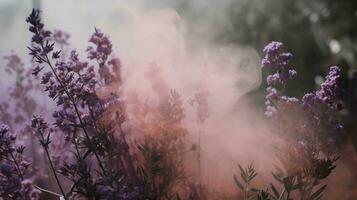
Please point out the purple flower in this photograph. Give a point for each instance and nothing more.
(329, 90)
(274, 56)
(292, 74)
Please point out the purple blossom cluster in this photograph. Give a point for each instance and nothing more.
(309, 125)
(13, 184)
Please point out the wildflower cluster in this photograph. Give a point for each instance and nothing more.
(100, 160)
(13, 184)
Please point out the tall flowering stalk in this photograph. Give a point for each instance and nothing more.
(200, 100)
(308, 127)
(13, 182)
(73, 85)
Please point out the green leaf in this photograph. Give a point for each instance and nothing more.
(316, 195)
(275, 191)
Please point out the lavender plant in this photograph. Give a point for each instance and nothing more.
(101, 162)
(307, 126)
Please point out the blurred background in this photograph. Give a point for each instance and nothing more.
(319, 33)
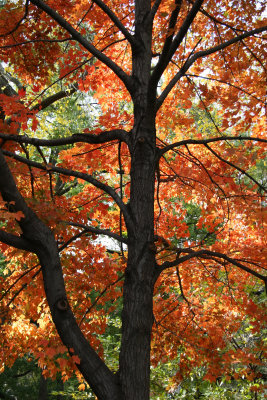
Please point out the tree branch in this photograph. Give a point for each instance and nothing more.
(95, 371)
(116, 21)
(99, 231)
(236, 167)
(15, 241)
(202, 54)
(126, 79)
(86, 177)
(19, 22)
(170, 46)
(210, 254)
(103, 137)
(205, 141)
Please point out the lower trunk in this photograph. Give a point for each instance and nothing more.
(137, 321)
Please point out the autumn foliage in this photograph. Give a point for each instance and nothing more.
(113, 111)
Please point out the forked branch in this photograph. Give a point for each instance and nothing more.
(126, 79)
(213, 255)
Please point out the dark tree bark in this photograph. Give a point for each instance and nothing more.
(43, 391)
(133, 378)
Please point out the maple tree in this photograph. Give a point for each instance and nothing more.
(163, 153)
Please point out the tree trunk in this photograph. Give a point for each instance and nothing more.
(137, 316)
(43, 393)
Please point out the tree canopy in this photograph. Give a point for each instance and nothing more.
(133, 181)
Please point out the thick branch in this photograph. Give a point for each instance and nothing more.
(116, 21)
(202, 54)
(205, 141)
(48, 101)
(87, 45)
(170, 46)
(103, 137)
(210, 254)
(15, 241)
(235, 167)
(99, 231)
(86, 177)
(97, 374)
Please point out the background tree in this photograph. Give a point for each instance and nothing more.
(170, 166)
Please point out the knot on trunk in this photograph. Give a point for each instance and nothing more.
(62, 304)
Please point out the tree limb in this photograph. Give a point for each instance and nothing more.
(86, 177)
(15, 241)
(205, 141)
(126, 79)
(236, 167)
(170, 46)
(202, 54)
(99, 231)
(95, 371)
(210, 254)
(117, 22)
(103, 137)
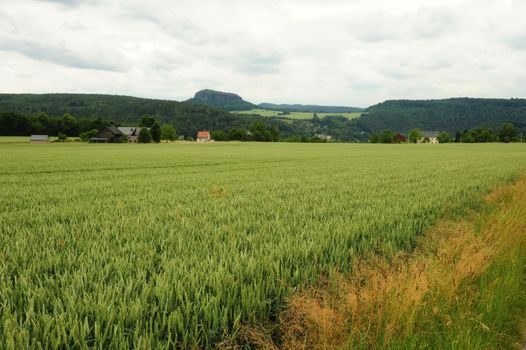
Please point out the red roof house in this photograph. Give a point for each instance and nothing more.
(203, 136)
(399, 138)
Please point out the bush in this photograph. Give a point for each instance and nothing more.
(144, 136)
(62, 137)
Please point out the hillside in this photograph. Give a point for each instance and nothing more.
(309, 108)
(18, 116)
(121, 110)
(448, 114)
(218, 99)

• • • • •

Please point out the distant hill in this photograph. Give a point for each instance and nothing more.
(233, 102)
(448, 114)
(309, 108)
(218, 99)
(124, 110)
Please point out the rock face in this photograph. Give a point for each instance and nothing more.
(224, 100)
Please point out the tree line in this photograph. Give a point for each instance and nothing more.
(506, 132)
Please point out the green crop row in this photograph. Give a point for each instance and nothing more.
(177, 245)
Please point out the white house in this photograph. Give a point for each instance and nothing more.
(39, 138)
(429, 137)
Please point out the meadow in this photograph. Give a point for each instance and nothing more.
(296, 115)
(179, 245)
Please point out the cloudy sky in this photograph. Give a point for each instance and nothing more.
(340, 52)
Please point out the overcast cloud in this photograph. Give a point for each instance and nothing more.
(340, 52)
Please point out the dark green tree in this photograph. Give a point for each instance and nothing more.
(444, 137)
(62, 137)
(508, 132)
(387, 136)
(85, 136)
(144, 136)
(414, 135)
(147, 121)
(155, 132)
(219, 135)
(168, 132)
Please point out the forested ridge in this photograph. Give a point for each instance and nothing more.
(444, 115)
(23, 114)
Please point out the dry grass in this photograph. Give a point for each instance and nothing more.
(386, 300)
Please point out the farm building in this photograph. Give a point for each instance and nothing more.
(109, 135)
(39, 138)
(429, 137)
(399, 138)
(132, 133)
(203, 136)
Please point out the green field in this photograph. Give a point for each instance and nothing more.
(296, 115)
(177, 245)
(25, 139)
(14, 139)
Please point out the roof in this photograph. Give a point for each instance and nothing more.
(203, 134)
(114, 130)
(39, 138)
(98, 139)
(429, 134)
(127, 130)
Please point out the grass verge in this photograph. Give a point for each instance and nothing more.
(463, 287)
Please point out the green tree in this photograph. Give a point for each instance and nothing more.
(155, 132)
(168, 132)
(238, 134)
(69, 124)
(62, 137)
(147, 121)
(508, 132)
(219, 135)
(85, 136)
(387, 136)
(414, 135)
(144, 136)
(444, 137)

• • • • •

* _Work to be completed_
Copy every line of the items above that contains the string "roof".

* _Solution to this task_
Please point out the red roof house in this photograph. Give a point for each instance and nothing more.
Please point out the roof in this photograph. Give a point for each instance and nothing more.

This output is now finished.